**Fonte:**
----
Davanti ad un caffè in una giornata di sole di metà marzo abbiamo fatto una chiacchierata con Silvia de Nart, classe 1998, che da aprile a luglio 2022 è stata in Colombia come volontaria a fianco di Operazione Colomba. È partita da sola, per un villaggio nella comunità san Josè de apartadò nella regione di Antioquia: un posto fertile e vicino al mare, quasi al confine con Panama, molto ricco a livello minerario e circondato dalla foresta amazzonica. Con la stessa ONG Silvia nel 2021(luglio-agosto) era già stata in Libano. Abbiamo discusso dell’importanza di portare aiuto concreto a migliaia di chilometri da casa, di come il volontariato stia in equilibrio tra la mano tesa a chi ne ha bisogno e la propria crescita personale, lontano però dall’ assistenzialismo e dalle operazioni-vetrina.
Cos’è Operazione Colomba?
È un corpo civile Nonviolento di Pace. Un organismo, nato nel 1992, che raggruppa persone civili e opera in zone di conflitti a fianco delle vittime di guerra, per arrivare ad una mediazione non violenta. Opera in tutto il mondo e ha sede a Rimini e oggi è presente soprattutto in Grecia, Palestina, Libano, Cile, Colombia, con alcuni progetti spot sulla rotta balcanica. Ma Operazione Colomba è aperta ad accogliere nuove necessità, come quella Ucraina più di recente.
La cosa più bella e la cosa più brutta che hai visto in Colombia.
----
**Righe mostrate:**
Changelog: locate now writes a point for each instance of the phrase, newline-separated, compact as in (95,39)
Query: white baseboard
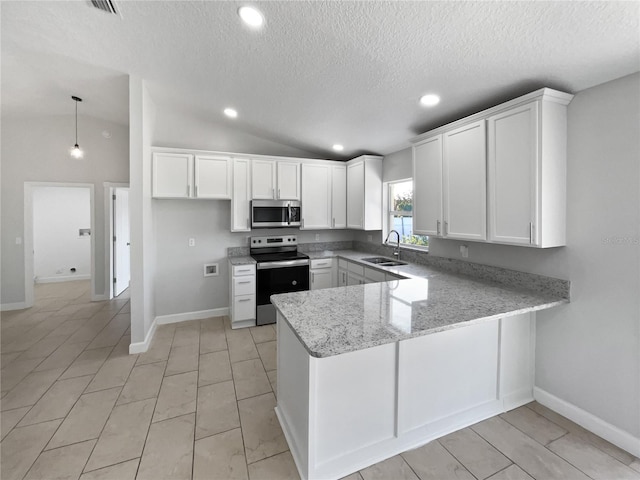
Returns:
(141,347)
(198,315)
(62,278)
(6,307)
(594,424)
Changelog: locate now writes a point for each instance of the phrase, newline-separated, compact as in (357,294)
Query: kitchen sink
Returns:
(384,262)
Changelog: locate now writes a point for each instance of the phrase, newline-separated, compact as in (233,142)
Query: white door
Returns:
(121,241)
(513,154)
(339,196)
(263,176)
(427,187)
(212,177)
(288,181)
(465,182)
(316,196)
(355,195)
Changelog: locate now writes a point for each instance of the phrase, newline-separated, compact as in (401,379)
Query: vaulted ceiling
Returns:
(318,72)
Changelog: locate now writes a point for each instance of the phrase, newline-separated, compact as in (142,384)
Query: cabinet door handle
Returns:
(531,232)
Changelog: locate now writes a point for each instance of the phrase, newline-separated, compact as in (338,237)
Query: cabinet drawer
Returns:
(239,270)
(244,286)
(244,307)
(322,263)
(355,268)
(374,275)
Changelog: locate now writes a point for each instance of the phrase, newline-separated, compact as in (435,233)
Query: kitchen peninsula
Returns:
(368,371)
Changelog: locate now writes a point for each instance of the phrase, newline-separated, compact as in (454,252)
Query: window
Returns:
(401,214)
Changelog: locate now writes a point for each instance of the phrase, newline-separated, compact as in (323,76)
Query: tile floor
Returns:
(199,404)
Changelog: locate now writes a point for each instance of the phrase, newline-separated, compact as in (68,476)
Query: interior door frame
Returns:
(109,191)
(28,236)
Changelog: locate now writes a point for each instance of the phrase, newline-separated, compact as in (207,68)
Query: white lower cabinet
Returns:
(345,412)
(321,274)
(242,296)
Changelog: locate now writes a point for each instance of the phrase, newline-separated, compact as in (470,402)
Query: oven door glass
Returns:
(281,280)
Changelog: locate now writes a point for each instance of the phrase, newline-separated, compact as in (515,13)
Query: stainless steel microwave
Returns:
(275,213)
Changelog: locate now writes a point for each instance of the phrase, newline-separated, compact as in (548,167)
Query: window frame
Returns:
(390,214)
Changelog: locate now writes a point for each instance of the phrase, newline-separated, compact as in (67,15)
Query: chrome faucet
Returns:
(396,252)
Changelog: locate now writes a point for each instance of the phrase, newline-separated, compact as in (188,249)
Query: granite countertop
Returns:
(242,260)
(345,319)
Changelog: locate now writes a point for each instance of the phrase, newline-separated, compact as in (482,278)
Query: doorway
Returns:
(59,234)
(119,267)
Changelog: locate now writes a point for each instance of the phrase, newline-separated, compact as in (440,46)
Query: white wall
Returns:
(37,149)
(58,214)
(588,352)
(180,284)
(143,247)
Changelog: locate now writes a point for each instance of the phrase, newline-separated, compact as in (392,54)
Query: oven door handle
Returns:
(283,264)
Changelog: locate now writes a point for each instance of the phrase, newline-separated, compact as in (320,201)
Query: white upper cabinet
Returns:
(316,196)
(183,175)
(288,181)
(263,181)
(241,198)
(339,196)
(364,193)
(465,182)
(172,175)
(527,173)
(275,180)
(503,174)
(324,196)
(427,186)
(213,176)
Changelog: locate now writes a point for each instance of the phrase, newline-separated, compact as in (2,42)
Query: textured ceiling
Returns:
(318,73)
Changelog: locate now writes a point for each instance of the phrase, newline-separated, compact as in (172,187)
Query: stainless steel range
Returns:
(280,269)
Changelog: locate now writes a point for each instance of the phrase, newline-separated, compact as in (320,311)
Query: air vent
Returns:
(106,6)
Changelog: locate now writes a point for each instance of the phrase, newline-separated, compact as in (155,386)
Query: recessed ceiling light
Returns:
(429,100)
(230,112)
(251,16)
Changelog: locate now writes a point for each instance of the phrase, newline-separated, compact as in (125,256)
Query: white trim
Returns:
(28,236)
(5,307)
(141,347)
(609,432)
(62,278)
(197,315)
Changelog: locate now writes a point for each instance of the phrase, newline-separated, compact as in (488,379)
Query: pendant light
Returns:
(75,150)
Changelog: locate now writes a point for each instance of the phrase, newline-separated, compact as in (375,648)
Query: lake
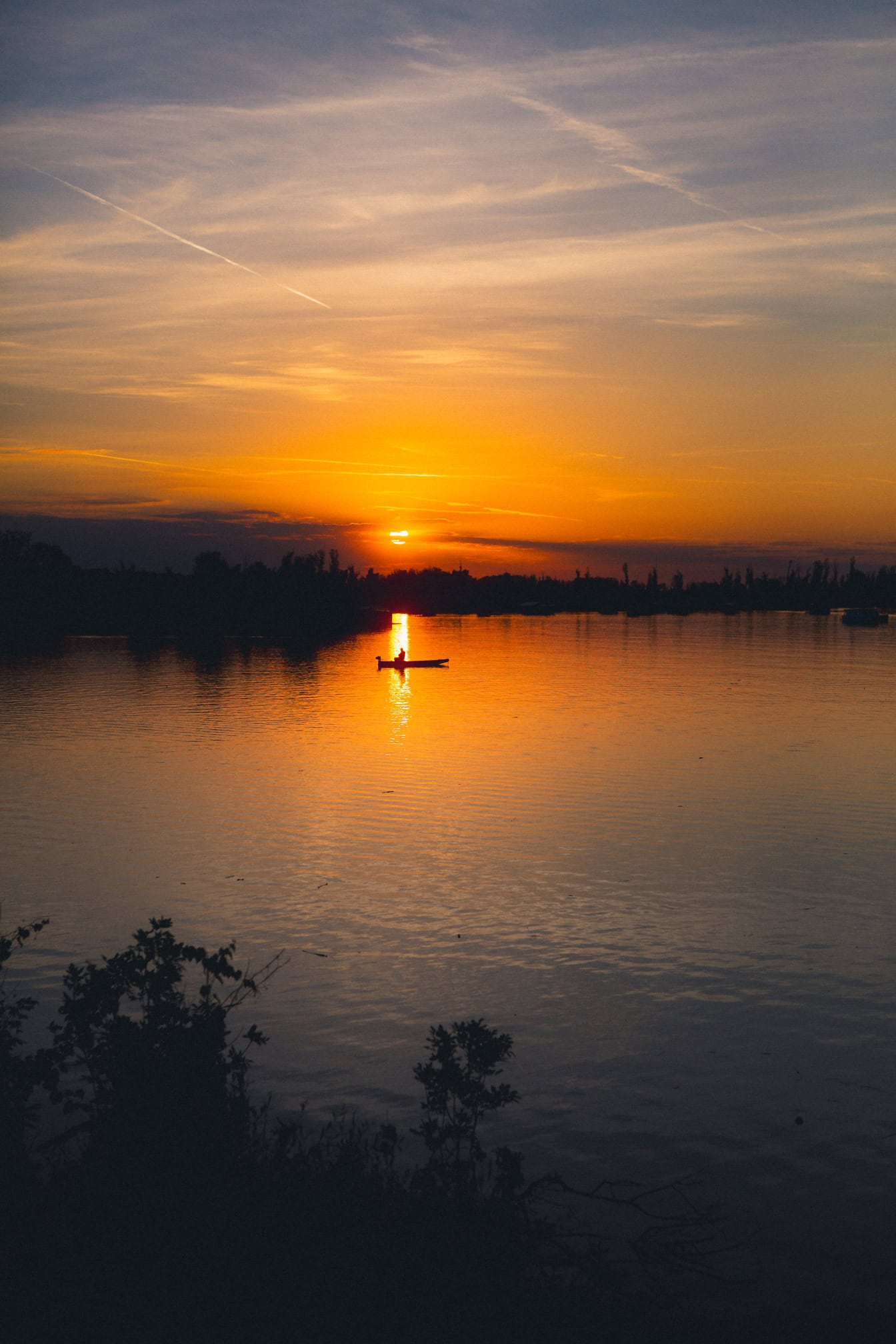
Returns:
(660,853)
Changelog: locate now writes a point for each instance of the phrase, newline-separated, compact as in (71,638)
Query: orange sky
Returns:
(635,293)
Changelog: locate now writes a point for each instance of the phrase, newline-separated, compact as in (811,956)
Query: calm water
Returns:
(660,853)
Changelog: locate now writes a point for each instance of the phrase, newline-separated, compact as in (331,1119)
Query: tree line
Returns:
(313,599)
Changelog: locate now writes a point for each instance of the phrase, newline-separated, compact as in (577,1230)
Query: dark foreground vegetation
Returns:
(167,1203)
(311,599)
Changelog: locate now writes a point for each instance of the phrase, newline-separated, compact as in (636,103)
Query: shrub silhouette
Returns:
(459,1097)
(169,1190)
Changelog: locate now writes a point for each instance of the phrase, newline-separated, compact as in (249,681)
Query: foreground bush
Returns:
(171,1205)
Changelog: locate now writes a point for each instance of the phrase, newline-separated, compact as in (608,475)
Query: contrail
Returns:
(187,242)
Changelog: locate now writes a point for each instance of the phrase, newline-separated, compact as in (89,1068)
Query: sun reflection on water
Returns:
(399,690)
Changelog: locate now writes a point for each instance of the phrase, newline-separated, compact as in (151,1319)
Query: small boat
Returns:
(410,663)
(864,616)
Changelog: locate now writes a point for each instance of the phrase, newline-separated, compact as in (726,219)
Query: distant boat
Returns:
(410,663)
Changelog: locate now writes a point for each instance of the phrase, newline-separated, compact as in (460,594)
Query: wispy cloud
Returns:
(177,238)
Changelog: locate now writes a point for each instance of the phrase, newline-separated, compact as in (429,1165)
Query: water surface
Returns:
(659,851)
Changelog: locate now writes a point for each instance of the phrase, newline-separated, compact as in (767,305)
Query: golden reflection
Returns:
(399,690)
(399,635)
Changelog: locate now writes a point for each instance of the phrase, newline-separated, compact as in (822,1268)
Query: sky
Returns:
(542,287)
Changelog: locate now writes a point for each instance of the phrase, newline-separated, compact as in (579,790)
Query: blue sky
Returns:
(595,273)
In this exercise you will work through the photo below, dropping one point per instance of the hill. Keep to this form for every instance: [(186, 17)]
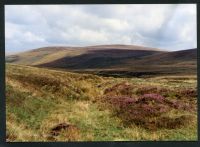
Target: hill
[(52, 105), (109, 59)]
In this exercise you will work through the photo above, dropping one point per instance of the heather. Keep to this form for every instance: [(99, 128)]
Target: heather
[(52, 105)]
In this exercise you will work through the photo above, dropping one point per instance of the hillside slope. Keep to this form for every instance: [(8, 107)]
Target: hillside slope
[(52, 105), (109, 59)]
----
**Esercizi:**
A. Elenca tutti i paesi in cui, secondo l'intervista, Operazione Colomba è presente soprattutto oggi.
B. Per favore, rispondi a queste domande sull'intervista:
(i) In che anno è nata Operazione Colomba?
(ii) In quale città ha sede Operazione Colomba?
(iii) In quale paese era stata Silvia de Nart nel 2021 con la stessa ONG?
C. Riscrivi il tratto dell'intervista che va da "Cos’è Operazione Colomba?" a "più di recente.", sostituendo "Rimini" con "Bologna".
Le righe non servono per svolgere gli esercizi.

**Risposte:**
A. Grecia, Palestina, Libano, Cile, Colombia.

B.
(i) Nel 1992.
(ii) A Rimini.
(iii) In Libano.

C.
Cos’è Operazione Colomba?
È un corpo civile Nonviolento di Pace. Un organismo, nato nel 1992, che raggruppa persone civili e opera in zone di conflitti a fianco delle vittime di guerra, per arrivare ad una mediazione non violenta. Opera in tutto il mondo e ha sede a Bologna e oggi è presente soprattutto in Grecia, Palestina, Libano, Cile, Colombia, con alcuni progetti spot sulla rotta balcanica. Ma Operazione Colomba è aperta ad accogliere nuove necessità, come quella Ucraina più di recente.